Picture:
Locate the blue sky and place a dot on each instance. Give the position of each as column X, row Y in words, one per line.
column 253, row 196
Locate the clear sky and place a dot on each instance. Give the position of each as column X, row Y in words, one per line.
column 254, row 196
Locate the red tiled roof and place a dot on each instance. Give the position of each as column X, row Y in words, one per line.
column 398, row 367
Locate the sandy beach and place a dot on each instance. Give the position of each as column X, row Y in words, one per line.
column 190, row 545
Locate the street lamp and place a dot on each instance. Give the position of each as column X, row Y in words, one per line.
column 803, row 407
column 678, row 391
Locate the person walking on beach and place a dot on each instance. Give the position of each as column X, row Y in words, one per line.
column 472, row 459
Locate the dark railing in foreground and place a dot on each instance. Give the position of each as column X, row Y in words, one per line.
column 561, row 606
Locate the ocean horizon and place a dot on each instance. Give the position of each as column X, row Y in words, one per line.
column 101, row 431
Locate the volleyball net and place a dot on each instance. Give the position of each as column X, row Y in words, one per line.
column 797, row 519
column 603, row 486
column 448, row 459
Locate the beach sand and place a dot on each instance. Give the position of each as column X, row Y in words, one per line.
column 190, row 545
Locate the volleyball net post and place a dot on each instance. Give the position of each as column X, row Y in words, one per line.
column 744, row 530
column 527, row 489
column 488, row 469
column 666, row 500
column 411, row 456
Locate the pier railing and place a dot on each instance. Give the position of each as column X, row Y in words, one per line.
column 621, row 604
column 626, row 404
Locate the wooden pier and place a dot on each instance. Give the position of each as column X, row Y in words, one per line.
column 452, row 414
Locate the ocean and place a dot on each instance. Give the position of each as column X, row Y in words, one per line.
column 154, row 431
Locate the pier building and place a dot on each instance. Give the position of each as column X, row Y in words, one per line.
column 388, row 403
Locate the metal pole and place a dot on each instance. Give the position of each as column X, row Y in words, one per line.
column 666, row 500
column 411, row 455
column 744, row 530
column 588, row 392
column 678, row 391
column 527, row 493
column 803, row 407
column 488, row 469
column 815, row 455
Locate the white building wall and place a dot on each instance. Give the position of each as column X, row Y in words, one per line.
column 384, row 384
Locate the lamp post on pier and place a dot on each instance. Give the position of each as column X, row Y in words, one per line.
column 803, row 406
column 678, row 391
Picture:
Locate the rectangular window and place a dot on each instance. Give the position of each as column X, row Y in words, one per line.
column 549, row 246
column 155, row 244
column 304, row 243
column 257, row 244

§ The problem
Your answer must be the full listing, restated word for word.

§ Answer to the problem
Picture:
Locate the blue sky and place a dot on each instance. Give the position of each as column X, row Y in words, one per line.
column 253, row 196
Locate the clear sky and place a dot on each instance. Give the position of each as column X, row Y in words, one per line.
column 254, row 196
Locate the red tiled roof and place a dot on each instance. Give the position of each as column X, row Y in words, one per line.
column 398, row 367
Locate the sandy beach and place a dot on each instance. Give the position of each as column X, row Y in words, one per line.
column 190, row 545
Locate the street lamp and place a dot on each instance. Give the position of each as column X, row Y in words, one per line.
column 803, row 407
column 678, row 391
Locate the person walking on beach and place a dot on each instance. Give the position of each as column X, row Y in words, one per line.
column 472, row 459
Locate the dark railing in foreground and place a dot on each instance. Give the position of each as column X, row Y in words, one per line.
column 561, row 606
Locate the ocean horizon and place a dot on each instance. Give the position of each as column X, row Y in words, one per line.
column 101, row 431
Locate the volleyball net and place a dot on each instance. Give the position of each as column X, row Y in words, one per line.
column 797, row 519
column 603, row 486
column 448, row 459
Locate the beach sand and place a dot on each instance. Give the position of each as column X, row Y in words, one per line.
column 190, row 545
Locate the volleyball net post and place a dot on each instance. Give the position of each as column X, row Y in words, one per line.
column 744, row 530
column 527, row 489
column 488, row 469
column 666, row 500
column 411, row 456
Locate the pier railing and place a dot on each instance. Give the position of each as column X, row Y in words, one per line.
column 621, row 604
column 626, row 404
Locate the wooden pier and place a dot on each instance. Give the position of each as column X, row Y in words, one per line.
column 452, row 414
Locate the ocean and place a dot on each instance. Give the position of each as column X, row Y in words, one per line.
column 154, row 431
Locate the pier building and place a dot on each instance. Give the position of each as column X, row Y in words, one per line.
column 388, row 403
Locate the metal pole and place a dot on each instance. Give the position of each as column X, row Y in words, one per line.
column 666, row 500
column 411, row 455
column 744, row 530
column 588, row 392
column 678, row 391
column 527, row 493
column 803, row 407
column 488, row 469
column 815, row 455
Locate the white building wall and place a dot on each instance. Give the position of each as column X, row Y in words, one per line.
column 384, row 384
Locate the lamp post on pier and place a dot on each instance. Give the position of each as column X, row Y in words, one per line.
column 803, row 406
column 678, row 391
Picture:
Locate the rectangular window and place a dot on each instance. Give the position of each as column X, row Y in words, one per line.
column 549, row 246
column 155, row 244
column 304, row 243
column 257, row 244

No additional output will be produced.